14-го числа ввечеру я слышал, что песельники во 2-й роте пели после работы и, желая успокоить нижних чинов, при том зная, что таковые веселия не бывают без дурных последствий (потому что офицеры перепьются) я оставил их веселиться до 10 часов вечера, а в 10 часов велел адъютанту написать к ротному командиру поручику Житинскому записку, коею приказывал ему отпустить песельников, во уважение трудов ими переносимых в течение дня и предстоящих на другой день. Записка, заставшая офицеров пьяными, была сожжена, и приказано петь громче. Вслед за сим я послал адъютанта с приказанием принести ко мне шпагу поручика, а ему приказать идти на гауптвахту. И сие не было исполнено, а песельников, перестававших петь, стали бить. Я пошел сам уже после полночи и ударил сбор. Ротный командир вышел перед ротою пьяный. Я арестовал его, а как он медлил идти на гауптвахту, я велел его силою оттащить туда, а сегодня отдаю приказ по полку, коим предписываю ему удалиться из полка, выставя все его поведение перед офицерами и всем полком. Вот последствия мер снисхождения, мною взятых с недавнего времени.
21. Вчера я простил Житинского, по просьбе Антонова. Призвав его ввечеру к себе, я ему сделал наставление при всех собравшихся офицерах; после того, отдав ему шпагу, прочел приказ написанный мною по сему случаю, но еще не отданный по полку и коим я ему предписывал удалиться из полка, изорвал его и простил, видя искреннее раскаяние его, но вместе с тем заметил прапорщику Яновскому в том, что он бил песельников, дабы заставить их петь, что он поступил не как добрый товарищ, будучи сам виновен: видя, что ротный командир его под наказанием, не пришел сам ко мне и не признался в своей вине, прося взыскания или прощения.

ИСХОДНЫЕ ДАННЫЕ =>
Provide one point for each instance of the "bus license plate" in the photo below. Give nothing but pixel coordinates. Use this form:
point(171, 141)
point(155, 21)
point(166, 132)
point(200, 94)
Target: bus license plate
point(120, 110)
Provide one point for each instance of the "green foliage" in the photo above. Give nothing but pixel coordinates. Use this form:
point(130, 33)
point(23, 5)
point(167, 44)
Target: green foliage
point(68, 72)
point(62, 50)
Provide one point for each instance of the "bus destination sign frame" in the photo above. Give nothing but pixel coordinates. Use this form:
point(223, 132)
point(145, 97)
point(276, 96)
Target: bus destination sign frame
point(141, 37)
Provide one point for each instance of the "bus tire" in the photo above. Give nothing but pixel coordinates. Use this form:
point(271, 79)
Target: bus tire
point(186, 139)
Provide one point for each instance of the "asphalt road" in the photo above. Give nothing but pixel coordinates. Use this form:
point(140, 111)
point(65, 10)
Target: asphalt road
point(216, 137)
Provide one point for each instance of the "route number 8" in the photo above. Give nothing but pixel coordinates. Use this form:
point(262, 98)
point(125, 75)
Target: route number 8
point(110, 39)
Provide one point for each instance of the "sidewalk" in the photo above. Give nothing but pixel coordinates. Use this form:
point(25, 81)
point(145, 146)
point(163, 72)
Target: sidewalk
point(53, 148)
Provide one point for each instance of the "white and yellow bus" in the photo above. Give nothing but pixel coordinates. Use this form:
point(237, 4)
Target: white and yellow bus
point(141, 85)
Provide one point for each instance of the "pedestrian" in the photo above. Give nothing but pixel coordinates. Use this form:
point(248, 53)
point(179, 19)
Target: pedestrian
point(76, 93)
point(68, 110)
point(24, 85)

ЗАДАНИЕ A =>
По чьей просьбе простили Житинского в тексте для чтения?
ЗАДАНИЕ B =>
Перепишите из текста для чтения без изменений часть, которая начинается словами "21. Вчера я" и заканчивается словами "взыскания или прощения.".

ПИСЬМЕННЫЙ ОТВЕТ A =>
По просьбе Антонова.

ПИСЬМЕННЫЙ ОТВЕТ B =>
21. Вчера я простил Житинского, по просьбе Антонова. Призвав его ввечеру к себе, я ему сделал наставление при всех собравшихся офицерах; после того, отдав ему шпагу, прочел приказ написанный мною по сему случаю, но еще не отданный по полку и коим я ему предписывал удалиться из полка, изорвал его и простил, видя искреннее раскаяние его, но вместе с тем заметил прапорщику Яновскому в том, что он бил песельников, дабы заставить их петь, что он поступил не как добрый товарищ, будучи сам виновен: видя, что ротный командир его под наказанием, не пришел сам ко мне и не признался в своей вине, прося взыскания или прощения.